REQUIRED ACTION:
Transcribe the stretch of entries below from the line with "44L40 56L45 60L40" through the line with "418L583 421L573 452L806", exactly and with both ends included; leave out all other lines.

Extracted records:

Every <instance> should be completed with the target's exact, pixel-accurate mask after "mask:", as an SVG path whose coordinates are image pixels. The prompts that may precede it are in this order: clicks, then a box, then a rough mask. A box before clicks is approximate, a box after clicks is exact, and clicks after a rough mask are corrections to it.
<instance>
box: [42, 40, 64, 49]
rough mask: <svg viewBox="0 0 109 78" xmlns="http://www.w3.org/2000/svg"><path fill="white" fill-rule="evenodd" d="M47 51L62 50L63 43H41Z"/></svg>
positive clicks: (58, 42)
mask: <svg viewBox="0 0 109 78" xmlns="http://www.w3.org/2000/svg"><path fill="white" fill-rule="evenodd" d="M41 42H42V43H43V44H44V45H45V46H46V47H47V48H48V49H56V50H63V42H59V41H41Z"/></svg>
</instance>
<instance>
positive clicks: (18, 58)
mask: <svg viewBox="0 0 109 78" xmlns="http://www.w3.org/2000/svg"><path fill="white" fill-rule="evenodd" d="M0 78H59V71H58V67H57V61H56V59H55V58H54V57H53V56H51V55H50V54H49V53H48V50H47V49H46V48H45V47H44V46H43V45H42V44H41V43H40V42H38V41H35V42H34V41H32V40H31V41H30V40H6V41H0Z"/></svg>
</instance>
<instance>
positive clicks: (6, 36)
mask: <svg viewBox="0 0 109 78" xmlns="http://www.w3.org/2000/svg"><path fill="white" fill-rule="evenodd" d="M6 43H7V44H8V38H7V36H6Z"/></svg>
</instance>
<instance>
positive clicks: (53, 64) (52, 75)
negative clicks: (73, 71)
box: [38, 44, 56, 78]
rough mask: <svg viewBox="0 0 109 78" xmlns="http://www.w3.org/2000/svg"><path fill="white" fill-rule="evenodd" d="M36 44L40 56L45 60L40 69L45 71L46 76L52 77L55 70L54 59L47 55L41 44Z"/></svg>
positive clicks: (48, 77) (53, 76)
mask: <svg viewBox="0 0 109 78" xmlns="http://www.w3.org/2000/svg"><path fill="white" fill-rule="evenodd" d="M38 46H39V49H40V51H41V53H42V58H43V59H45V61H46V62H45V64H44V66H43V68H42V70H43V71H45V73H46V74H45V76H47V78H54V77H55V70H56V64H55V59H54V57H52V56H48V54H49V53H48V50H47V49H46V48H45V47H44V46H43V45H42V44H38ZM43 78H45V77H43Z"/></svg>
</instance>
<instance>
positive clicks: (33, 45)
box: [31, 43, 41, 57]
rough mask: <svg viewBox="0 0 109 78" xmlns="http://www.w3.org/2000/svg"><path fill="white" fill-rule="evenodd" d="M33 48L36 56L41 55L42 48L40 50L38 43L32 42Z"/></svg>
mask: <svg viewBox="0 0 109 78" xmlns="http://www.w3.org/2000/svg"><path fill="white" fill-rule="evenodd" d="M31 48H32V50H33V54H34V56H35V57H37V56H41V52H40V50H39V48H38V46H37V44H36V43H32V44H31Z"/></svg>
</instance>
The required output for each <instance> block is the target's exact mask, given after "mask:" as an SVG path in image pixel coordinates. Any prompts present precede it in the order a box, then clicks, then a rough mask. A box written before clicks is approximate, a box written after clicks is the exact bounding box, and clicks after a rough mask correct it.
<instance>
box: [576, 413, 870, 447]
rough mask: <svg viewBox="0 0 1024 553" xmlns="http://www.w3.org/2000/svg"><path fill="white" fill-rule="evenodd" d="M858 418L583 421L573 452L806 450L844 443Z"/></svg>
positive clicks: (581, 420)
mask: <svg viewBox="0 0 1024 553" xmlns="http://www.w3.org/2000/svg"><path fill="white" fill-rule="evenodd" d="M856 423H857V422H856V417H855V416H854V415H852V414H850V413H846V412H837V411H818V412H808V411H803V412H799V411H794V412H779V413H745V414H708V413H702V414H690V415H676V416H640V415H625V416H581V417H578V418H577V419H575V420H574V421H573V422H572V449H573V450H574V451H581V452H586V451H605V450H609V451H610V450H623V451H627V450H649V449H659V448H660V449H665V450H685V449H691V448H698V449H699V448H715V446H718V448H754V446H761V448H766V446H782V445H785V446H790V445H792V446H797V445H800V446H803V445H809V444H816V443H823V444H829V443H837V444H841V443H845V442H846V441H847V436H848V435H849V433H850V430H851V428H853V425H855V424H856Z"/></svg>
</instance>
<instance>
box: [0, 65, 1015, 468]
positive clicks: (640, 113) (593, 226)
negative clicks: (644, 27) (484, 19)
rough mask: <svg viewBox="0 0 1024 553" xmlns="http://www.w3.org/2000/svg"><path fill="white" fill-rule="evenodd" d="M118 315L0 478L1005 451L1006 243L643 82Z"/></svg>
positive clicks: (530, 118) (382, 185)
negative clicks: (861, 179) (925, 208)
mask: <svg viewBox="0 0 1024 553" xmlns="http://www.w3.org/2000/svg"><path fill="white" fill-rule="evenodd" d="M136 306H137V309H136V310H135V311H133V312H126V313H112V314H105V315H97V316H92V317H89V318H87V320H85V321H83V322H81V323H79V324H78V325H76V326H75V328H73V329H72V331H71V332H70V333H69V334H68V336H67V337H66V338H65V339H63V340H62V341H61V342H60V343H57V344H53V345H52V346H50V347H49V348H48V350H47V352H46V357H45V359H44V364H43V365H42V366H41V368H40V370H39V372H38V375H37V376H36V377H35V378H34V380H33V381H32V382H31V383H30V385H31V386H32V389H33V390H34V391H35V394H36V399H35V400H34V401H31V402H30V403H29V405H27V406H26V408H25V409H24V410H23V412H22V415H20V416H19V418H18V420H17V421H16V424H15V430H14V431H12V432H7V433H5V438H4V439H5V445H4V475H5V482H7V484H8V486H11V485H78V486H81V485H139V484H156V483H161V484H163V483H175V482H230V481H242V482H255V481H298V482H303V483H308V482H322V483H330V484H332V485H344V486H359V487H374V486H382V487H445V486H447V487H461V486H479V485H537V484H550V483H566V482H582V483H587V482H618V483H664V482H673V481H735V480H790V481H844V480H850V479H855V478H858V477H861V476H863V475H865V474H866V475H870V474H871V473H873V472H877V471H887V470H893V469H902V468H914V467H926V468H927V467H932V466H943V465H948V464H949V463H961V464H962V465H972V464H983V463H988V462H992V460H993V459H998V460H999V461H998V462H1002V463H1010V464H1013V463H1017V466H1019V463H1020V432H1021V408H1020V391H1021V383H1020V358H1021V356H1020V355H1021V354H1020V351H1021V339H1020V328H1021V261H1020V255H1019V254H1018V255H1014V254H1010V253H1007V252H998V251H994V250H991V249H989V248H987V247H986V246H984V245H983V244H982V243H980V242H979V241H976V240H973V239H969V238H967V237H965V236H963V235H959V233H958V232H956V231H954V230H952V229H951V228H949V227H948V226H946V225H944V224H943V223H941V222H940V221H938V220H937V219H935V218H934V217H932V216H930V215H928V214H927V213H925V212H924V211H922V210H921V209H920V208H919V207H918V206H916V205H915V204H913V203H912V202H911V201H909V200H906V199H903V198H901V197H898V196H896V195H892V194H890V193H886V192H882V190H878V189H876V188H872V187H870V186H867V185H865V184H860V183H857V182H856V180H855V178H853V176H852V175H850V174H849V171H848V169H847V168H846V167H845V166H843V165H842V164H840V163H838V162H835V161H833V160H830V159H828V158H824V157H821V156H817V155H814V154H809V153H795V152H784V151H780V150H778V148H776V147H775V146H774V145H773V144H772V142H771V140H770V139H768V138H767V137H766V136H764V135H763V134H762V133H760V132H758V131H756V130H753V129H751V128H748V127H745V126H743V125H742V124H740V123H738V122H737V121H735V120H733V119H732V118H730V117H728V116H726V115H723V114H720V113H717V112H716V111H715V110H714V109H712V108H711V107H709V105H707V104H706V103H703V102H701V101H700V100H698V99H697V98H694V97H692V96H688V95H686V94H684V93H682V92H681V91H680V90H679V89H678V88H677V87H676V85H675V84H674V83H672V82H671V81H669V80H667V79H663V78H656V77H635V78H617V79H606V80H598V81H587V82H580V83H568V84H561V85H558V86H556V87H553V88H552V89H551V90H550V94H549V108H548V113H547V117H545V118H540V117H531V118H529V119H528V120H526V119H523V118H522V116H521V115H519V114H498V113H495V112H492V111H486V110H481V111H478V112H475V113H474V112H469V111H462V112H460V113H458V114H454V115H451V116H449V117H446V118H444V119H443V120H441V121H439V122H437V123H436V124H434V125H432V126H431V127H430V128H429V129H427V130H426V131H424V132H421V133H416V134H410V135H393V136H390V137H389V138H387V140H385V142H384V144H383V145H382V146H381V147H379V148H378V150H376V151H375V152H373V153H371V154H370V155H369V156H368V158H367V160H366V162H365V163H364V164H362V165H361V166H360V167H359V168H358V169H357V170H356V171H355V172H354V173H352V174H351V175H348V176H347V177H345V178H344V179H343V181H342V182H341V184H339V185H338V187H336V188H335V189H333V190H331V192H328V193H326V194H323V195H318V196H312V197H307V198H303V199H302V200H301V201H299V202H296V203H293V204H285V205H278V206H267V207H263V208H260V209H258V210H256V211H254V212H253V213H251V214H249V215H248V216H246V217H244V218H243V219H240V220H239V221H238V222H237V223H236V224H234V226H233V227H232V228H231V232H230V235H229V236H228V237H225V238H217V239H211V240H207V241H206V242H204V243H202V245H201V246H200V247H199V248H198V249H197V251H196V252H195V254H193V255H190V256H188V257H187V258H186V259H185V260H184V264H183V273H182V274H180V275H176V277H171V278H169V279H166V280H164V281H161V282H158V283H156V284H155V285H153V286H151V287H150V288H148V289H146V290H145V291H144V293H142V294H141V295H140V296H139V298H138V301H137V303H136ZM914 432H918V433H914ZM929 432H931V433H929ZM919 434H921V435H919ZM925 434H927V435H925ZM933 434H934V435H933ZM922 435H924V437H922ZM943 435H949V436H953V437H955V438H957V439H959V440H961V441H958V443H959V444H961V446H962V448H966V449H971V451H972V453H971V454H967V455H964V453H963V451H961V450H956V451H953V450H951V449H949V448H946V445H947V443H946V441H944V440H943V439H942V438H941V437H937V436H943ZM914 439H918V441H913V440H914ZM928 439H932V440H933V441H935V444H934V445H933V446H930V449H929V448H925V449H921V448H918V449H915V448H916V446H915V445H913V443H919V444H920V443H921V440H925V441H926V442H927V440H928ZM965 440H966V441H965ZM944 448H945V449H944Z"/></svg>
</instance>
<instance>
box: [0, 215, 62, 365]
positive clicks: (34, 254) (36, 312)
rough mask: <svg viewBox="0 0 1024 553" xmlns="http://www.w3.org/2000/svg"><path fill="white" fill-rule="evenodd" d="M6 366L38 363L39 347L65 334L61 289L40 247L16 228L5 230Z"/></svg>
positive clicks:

RESULT:
rough mask: <svg viewBox="0 0 109 78" xmlns="http://www.w3.org/2000/svg"><path fill="white" fill-rule="evenodd" d="M36 44L40 56L45 60L40 69L45 71L46 76L52 77L55 70L54 59L47 55L41 44Z"/></svg>
positive clicks: (48, 77) (53, 76)
mask: <svg viewBox="0 0 109 78" xmlns="http://www.w3.org/2000/svg"><path fill="white" fill-rule="evenodd" d="M38 46H39V49H40V51H41V53H42V58H43V59H45V61H46V62H45V64H44V66H43V68H42V70H43V71H45V73H46V74H45V76H47V78H54V77H55V70H56V64H55V59H54V57H52V56H48V54H49V53H48V50H47V49H46V48H45V47H44V46H43V45H42V44H38ZM43 78H45V77H43Z"/></svg>
</instance>
<instance>
positive clicks: (33, 45)
box: [31, 43, 41, 57]
rough mask: <svg viewBox="0 0 109 78" xmlns="http://www.w3.org/2000/svg"><path fill="white" fill-rule="evenodd" d="M33 48L36 56L41 55L42 48L40 50L38 43L32 42Z"/></svg>
mask: <svg viewBox="0 0 109 78" xmlns="http://www.w3.org/2000/svg"><path fill="white" fill-rule="evenodd" d="M31 48H32V50H33V54H34V56H35V57H37V56H41V52H40V50H39V48H38V46H37V44H36V43H32V44H31Z"/></svg>
</instance>
The required output for each <instance> block is the target's exact mask, given after "mask:" as an SVG path in image pixel coordinates. Any prompts present precede it in the order a box, then clicks, then a rough mask. A box written before clicks is approximate, a box written after clicks is the exact bounding box, and clicks after a rough mask correct it.
<instance>
box: [576, 413, 870, 447]
rough mask: <svg viewBox="0 0 1024 553" xmlns="http://www.w3.org/2000/svg"><path fill="white" fill-rule="evenodd" d="M858 418L583 421L573 452L806 450L844 443Z"/></svg>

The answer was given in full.